- Objetivo da tarefa: Reproduza palavra por palavra todas as linhas da listagem abaixo, sem alterar nada.

- Dados fornecidos:
┌──

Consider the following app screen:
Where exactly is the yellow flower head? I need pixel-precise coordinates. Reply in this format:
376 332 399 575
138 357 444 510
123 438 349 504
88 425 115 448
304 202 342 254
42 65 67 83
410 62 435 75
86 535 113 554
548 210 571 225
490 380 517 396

└──

- Resultado esperado:
Consider the following app screen:
Where exactly is the yellow flower head? I need pixel-precise coordinates. Reply in this format:
376 332 399 575
138 357 444 510
123 438 349 504
88 425 115 448
304 202 342 254
42 65 67 83
410 62 435 75
86 535 113 554
548 210 571 225
490 380 517 396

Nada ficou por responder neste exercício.